ACTIVITY. Reproduce the complete set of records exactly. No picture is to appear in the copy.

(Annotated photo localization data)

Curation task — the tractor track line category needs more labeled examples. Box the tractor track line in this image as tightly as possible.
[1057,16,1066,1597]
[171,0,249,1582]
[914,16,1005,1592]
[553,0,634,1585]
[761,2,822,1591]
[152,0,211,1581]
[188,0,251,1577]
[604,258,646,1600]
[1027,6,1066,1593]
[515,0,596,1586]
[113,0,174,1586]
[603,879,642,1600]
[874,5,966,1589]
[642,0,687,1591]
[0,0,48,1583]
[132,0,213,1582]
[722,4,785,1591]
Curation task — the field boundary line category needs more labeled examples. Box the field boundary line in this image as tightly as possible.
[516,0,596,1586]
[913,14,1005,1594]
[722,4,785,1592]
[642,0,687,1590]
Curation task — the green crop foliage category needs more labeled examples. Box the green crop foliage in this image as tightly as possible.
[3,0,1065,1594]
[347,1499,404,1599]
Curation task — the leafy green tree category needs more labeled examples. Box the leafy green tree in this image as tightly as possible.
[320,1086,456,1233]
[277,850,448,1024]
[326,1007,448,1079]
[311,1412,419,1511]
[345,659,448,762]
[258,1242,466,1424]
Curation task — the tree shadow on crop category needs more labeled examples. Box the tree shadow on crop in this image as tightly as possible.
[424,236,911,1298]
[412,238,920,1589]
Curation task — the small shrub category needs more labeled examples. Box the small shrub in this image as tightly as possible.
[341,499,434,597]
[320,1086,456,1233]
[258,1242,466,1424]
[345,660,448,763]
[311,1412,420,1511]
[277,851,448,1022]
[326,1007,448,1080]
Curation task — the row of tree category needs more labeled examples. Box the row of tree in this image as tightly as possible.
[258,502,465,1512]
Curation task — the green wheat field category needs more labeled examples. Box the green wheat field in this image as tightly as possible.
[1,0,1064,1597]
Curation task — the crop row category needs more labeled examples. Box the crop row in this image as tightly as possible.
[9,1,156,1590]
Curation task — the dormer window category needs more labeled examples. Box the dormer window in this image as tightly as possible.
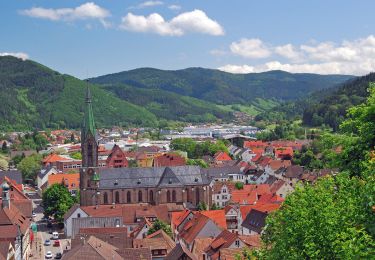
[137,179,141,184]
[168,178,172,184]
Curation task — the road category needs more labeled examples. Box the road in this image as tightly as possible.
[29,192,70,259]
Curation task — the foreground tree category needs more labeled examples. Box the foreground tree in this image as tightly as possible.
[260,85,375,259]
[147,219,172,237]
[262,174,374,259]
[42,184,77,222]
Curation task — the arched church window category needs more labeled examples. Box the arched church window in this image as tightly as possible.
[138,191,143,202]
[115,191,120,203]
[127,191,131,203]
[167,190,171,203]
[103,192,108,204]
[149,190,154,203]
[172,190,176,202]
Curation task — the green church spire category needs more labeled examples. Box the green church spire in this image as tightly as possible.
[83,81,96,138]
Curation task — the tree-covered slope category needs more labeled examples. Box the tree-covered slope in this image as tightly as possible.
[89,68,353,104]
[0,56,157,130]
[302,73,374,130]
[99,83,232,122]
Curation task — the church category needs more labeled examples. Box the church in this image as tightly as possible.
[79,86,212,208]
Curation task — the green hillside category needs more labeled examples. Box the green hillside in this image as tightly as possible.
[89,68,353,104]
[100,83,232,122]
[302,73,374,130]
[0,56,157,131]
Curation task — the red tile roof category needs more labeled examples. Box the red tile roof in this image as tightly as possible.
[48,173,80,190]
[214,152,232,162]
[201,210,227,229]
[42,153,67,164]
[153,153,186,167]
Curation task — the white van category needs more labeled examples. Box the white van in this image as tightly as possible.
[52,232,59,240]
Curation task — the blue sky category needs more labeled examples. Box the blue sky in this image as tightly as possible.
[1,0,375,78]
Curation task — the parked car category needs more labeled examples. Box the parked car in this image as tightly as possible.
[52,232,59,240]
[44,239,51,246]
[45,251,53,259]
[53,240,60,247]
[55,253,62,259]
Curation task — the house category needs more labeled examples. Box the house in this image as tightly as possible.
[283,165,305,186]
[42,153,68,167]
[203,230,246,260]
[118,248,152,260]
[0,181,31,260]
[166,242,197,260]
[224,205,240,232]
[239,204,281,235]
[71,227,132,251]
[203,166,242,182]
[62,236,123,259]
[64,204,183,238]
[48,173,80,196]
[270,179,294,198]
[213,152,232,164]
[241,209,269,235]
[133,230,176,259]
[105,144,129,168]
[274,147,294,160]
[153,153,186,167]
[178,213,223,250]
[0,177,32,218]
[265,160,291,176]
[37,166,58,193]
[211,182,235,207]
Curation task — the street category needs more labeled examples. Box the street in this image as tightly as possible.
[28,192,70,259]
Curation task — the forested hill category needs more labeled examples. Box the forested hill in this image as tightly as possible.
[0,56,354,131]
[0,56,158,131]
[89,68,353,104]
[302,73,375,130]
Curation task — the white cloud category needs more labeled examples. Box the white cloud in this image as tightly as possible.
[20,2,110,27]
[274,44,303,62]
[221,35,375,75]
[168,5,181,11]
[0,52,29,60]
[218,64,255,74]
[230,38,271,59]
[129,1,164,9]
[120,9,224,36]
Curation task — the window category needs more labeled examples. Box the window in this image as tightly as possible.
[77,213,81,218]
[235,240,240,247]
[196,188,200,204]
[103,192,108,204]
[172,190,176,202]
[149,190,154,203]
[167,190,171,203]
[217,195,220,200]
[127,191,131,203]
[138,191,143,202]
[115,191,120,203]
[222,188,227,193]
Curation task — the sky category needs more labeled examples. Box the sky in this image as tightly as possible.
[1,0,375,78]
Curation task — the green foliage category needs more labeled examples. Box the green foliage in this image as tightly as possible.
[42,183,77,222]
[18,154,42,181]
[235,182,244,190]
[261,84,375,259]
[147,219,172,237]
[186,159,208,168]
[0,154,8,171]
[197,201,207,211]
[90,68,352,105]
[0,56,157,131]
[210,203,219,210]
[170,138,228,159]
[262,174,375,259]
[1,141,9,154]
[12,132,49,151]
[70,152,82,160]
[302,73,374,130]
[256,121,306,141]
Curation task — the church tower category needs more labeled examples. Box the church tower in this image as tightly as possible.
[80,83,100,206]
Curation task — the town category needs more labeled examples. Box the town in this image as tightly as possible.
[0,86,338,260]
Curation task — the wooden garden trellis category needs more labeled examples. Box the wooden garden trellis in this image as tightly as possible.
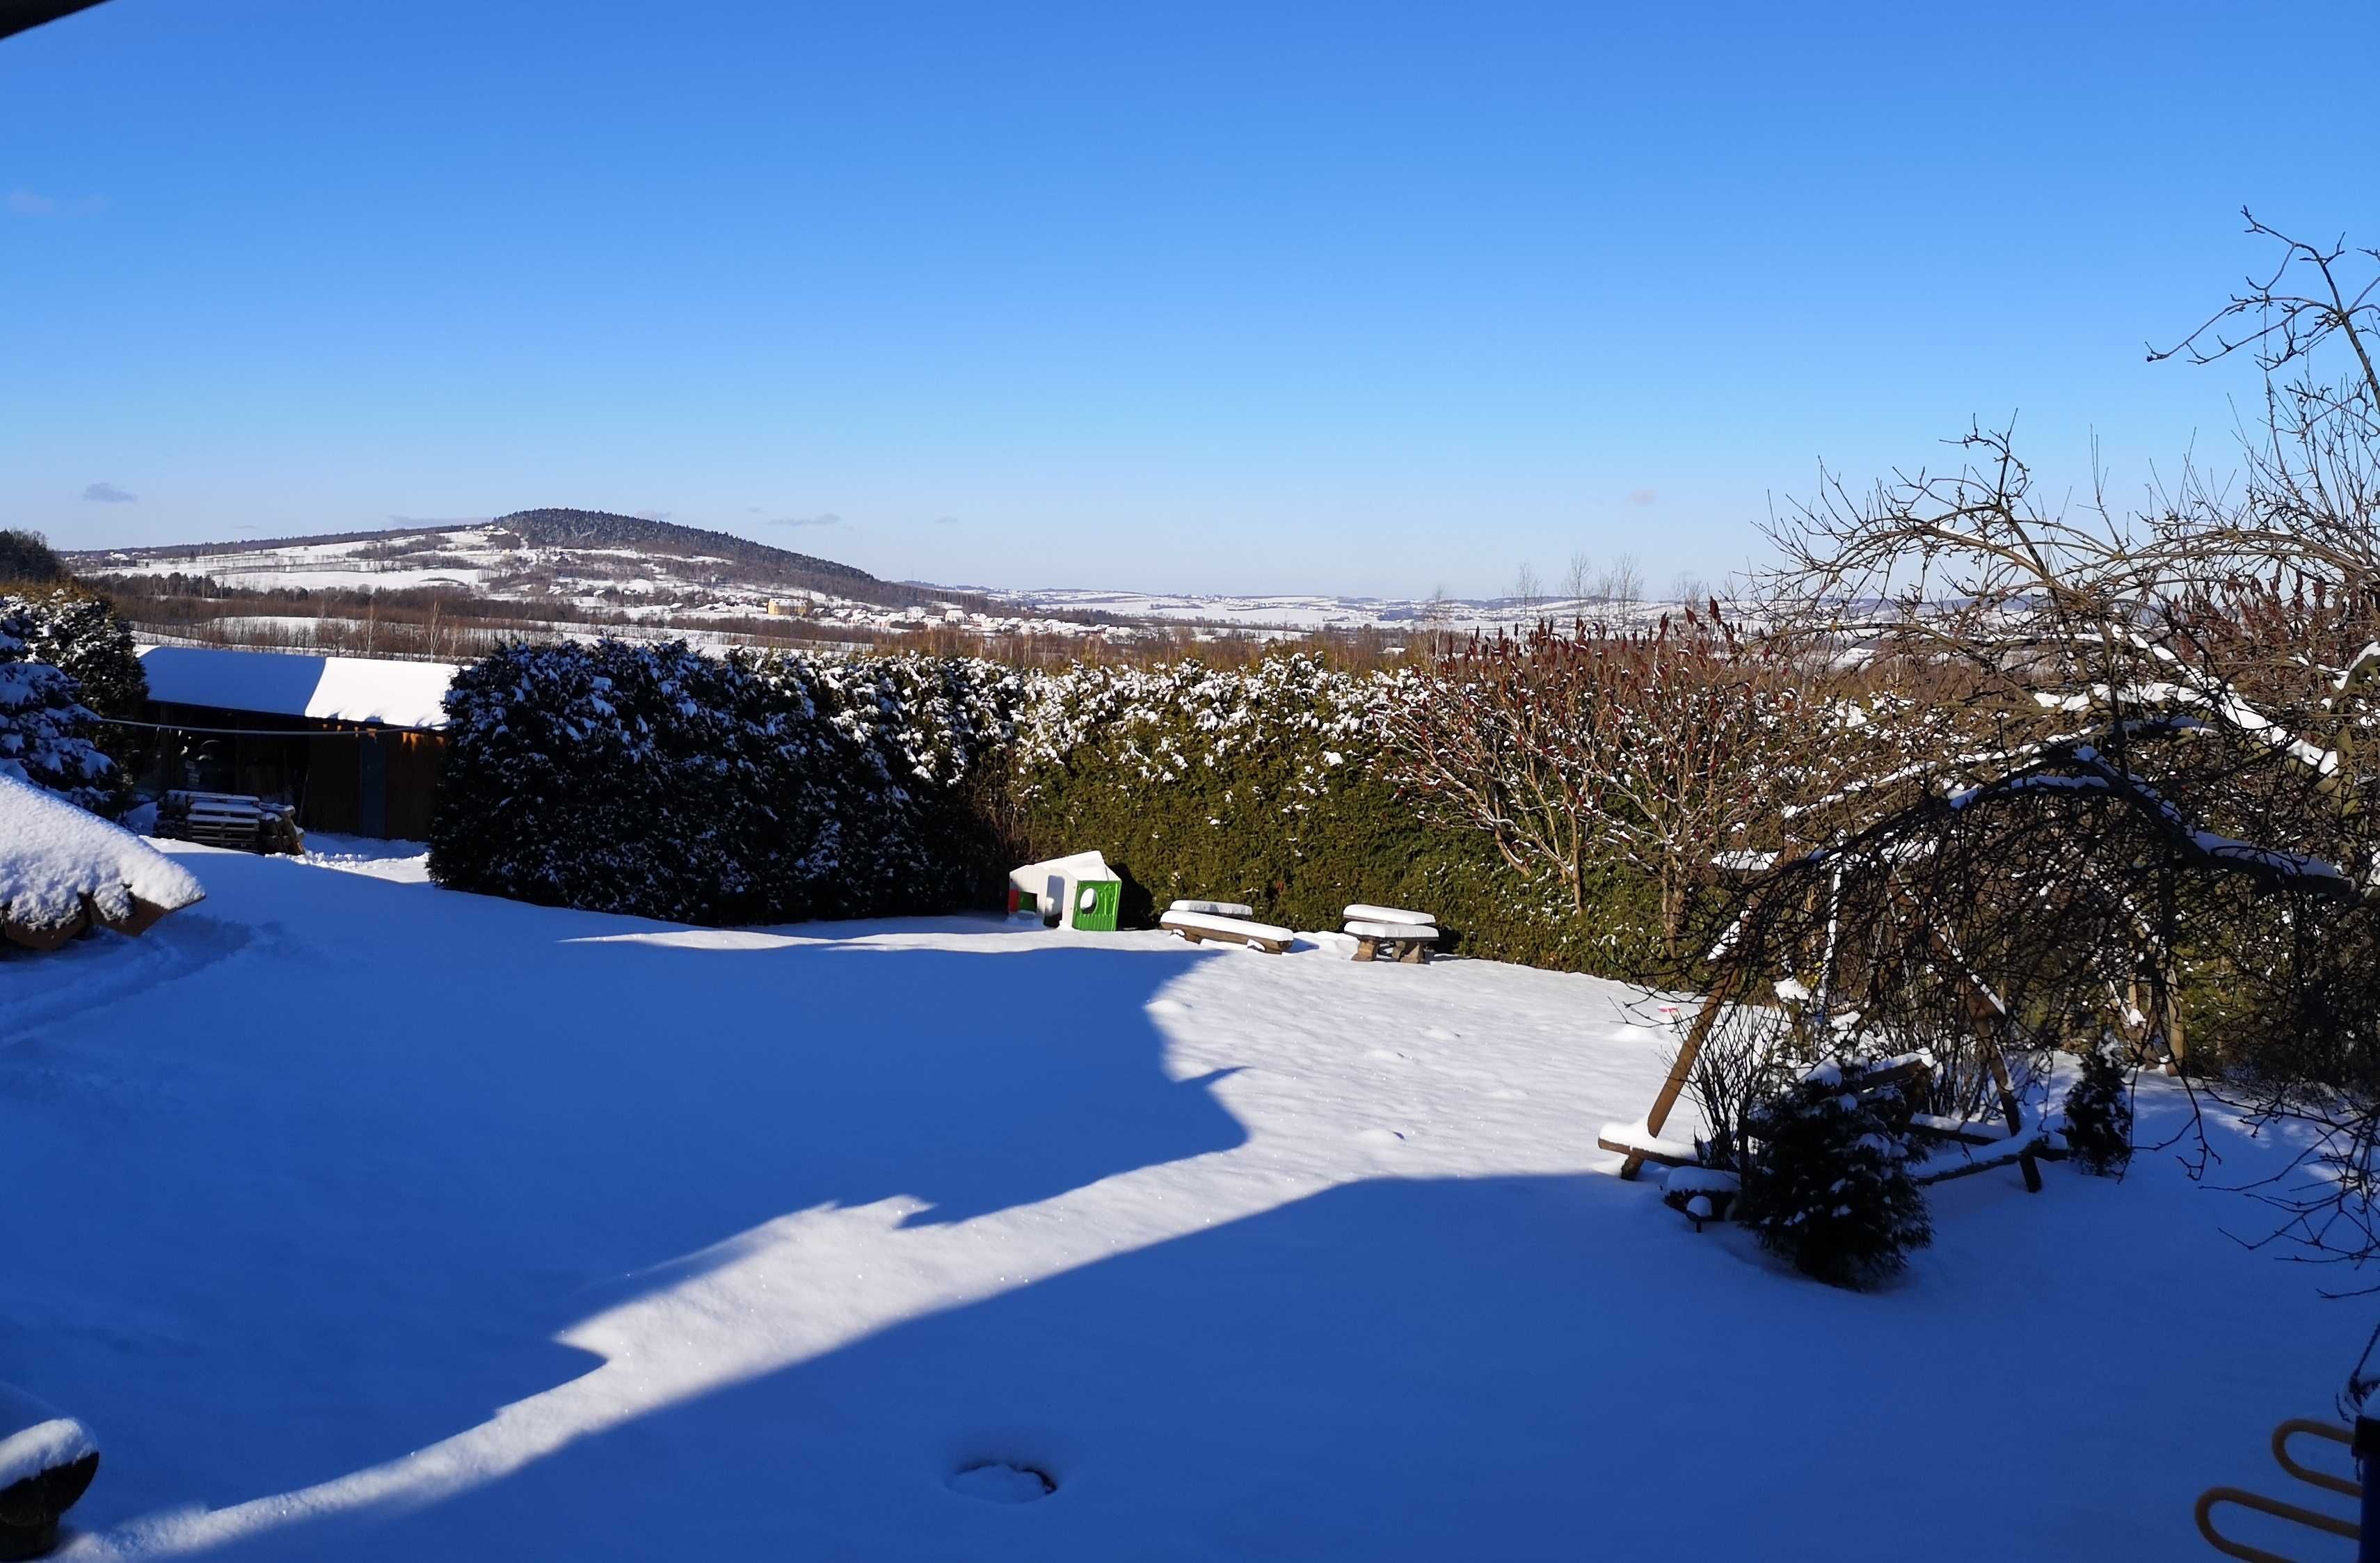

ANSWER TO THE PROBLEM.
Curation task — the tractor track line category needs more labeled examples. Box the tractor track line in this image as tightly as possible.
[1057,16,1066,1597]
[171,0,249,1582]
[914,16,1005,1592]
[553,0,634,1585]
[761,2,822,1591]
[152,0,211,1581]
[188,0,251,1577]
[604,258,646,1600]
[1027,6,1066,1593]
[515,0,596,1586]
[113,0,174,1586]
[603,879,642,1600]
[874,5,966,1589]
[642,0,687,1591]
[0,0,48,1583]
[132,0,213,1582]
[722,4,785,1591]
Curation task — the field boundary line category needs more labeled examples. Box the field boundary line in this image as tightly as possible.
[516,0,596,1586]
[913,14,1005,1594]
[722,4,785,1592]
[642,0,687,1590]
Curation task — the green crop foliage category needs more labeled examples. Box the green crop foliage in this image as tightly as possible.
[3,0,1065,1594]
[347,1499,404,1599]
Curation task — the leafy green tree category needs more labeled examples. Box the leafy green tree in this image as tightly as possible.
[320,1086,456,1233]
[277,850,448,1024]
[326,1007,448,1079]
[311,1412,419,1511]
[345,659,448,762]
[258,1242,466,1424]
Curation task — the tree shadow on crop category needs more labeled examples. Box the tree shadow on crop in this image as tightly as possible.
[424,236,911,1298]
[412,238,920,1589]
Curation task — the small shrub category needs more labeled examples. Box the small shrub in this image as tightly as possible.
[341,499,434,597]
[320,1086,456,1233]
[258,1242,466,1424]
[345,660,448,763]
[311,1412,420,1511]
[277,851,448,1022]
[326,1007,448,1080]
Curation task — the row of tree category needs more labeled examples. Box the row of tree in this image as tightly as possible.
[258,502,465,1512]
Curation task — the green wheat field category needs more labeled examples. Box the green wheat field in this image as tightly as possible.
[1,0,1064,1597]
Curation task — the crop row category needs more labeled examples. Box the crop row in this image as tightly as possible.
[9,1,156,1590]
Curation task — the dormer window category needs more labeled examples. Box the dormer window in this image as tightly as possible.
[137,179,141,184]
[168,178,172,184]
Curation task — the road category needs more labeled examples. Box the road in this image as tightly as possible.
[29,192,70,259]
Curation task — the foreground tree category needs more labeled examples. Box the foreground tree in this image as tightly as possible.
[260,85,375,259]
[147,219,172,237]
[262,174,374,259]
[42,184,77,222]
Curation task — the arched church window category needs more labeled examples. Box the arched church window in this image as tightly as possible.
[138,191,143,202]
[115,191,120,203]
[127,191,131,203]
[167,190,171,203]
[103,192,108,204]
[149,190,154,203]
[172,190,176,202]
Curation task — the green church spire category needs more labeled examples. Box the green church spire in this image as tightly as possible.
[83,81,96,138]
Curation task — the tree-covered slope category needs more labeled examples. Box the tree-covered slope in this image as tightly as possible.
[89,68,353,104]
[0,56,157,130]
[302,73,374,130]
[99,83,232,122]
Curation task — the church category needs more labeled examples. Box the church in this image as tightly as possible.
[79,86,212,208]
Curation task — the green hillside category needs more labeled examples. Box the green hillside in this image as tightly as possible.
[89,68,353,104]
[100,83,232,122]
[302,73,374,130]
[0,56,157,131]
Curation task — the red tile roof category needs more labeled examples. Box the red tile roof in this image as tightly as possible.
[48,173,80,190]
[214,152,232,162]
[201,210,227,229]
[42,153,67,164]
[153,153,186,167]
Curation task — the white van category needs more labeled examples. Box the white van in this image as tightly as possible.
[52,232,59,240]
Curation task — the blue sky category needs more labeled examples. Box the blue sky in this image as tightly as possible.
[1,0,375,78]
Curation task — the parked car category needs more labeled examples. Box the parked car in this image as tightly as possible.
[52,232,59,240]
[44,239,51,246]
[45,251,53,259]
[53,240,60,247]
[55,253,62,259]
Curation task — the house category needs more labeled examples. Box the house in this image as tightly as possible.
[283,165,305,186]
[42,153,68,167]
[203,230,246,260]
[118,248,152,260]
[0,181,31,260]
[166,242,197,260]
[224,205,240,232]
[239,204,281,235]
[71,227,132,251]
[203,166,242,182]
[62,236,123,259]
[64,204,183,238]
[48,173,80,196]
[270,179,294,198]
[213,152,232,164]
[241,209,269,235]
[133,230,176,259]
[105,144,129,168]
[274,147,294,160]
[153,153,186,167]
[178,213,223,250]
[0,177,32,218]
[265,160,291,176]
[37,166,58,193]
[211,182,235,207]
Curation task — the street category needs more labeled examples. Box the street in this image as tightly as possible.
[28,192,70,259]
Curation task — the forested hill category needs more labeled examples. Box the forested hill in this image as tightly as possible.
[0,56,354,131]
[0,56,158,131]
[89,68,353,104]
[302,73,375,130]
Curation task — the white cloud category needs more labeled examples. Box the white cloud in this image as tightly as possible.
[20,2,110,27]
[274,44,303,62]
[221,35,375,75]
[168,5,181,11]
[0,52,29,60]
[218,64,255,74]
[230,38,271,59]
[129,1,164,9]
[120,9,224,36]
Curation task — the window category needs more labeled examples. Box the window in this image as tightly as possible.
[77,213,81,218]
[235,240,240,247]
[196,188,200,204]
[103,192,108,204]
[172,190,176,202]
[149,190,154,203]
[167,190,171,203]
[217,195,220,200]
[127,191,131,203]
[138,191,143,202]
[115,191,120,203]
[222,188,227,193]
Curation task — the sky category needs more labeled examples. Box the sky in this image as tightly as possible.
[1,0,375,78]
Curation task — the green foliage category needs more labeled examples. Box the green foliage in this image as tightly as possible.
[42,183,77,222]
[18,154,42,181]
[235,182,244,190]
[261,84,375,259]
[147,219,172,237]
[186,159,208,168]
[0,154,8,171]
[197,201,207,211]
[90,68,352,105]
[0,56,157,131]
[210,203,219,210]
[170,138,228,159]
[262,174,375,259]
[1,141,9,154]
[12,132,49,151]
[70,152,82,160]
[302,73,374,130]
[256,121,306,141]
Curation task — the church tower category needs more labeled examples. Box the church tower in this image as tightly as possible.
[80,83,100,206]
Curation task — the town category needs more labeled examples. Box the town in this image as tightly as possible.
[0,86,338,260]
Curation task — the wooden garden trellis category needs more labeled examples. Box the wooden garden trellis in this image as tightly as possible.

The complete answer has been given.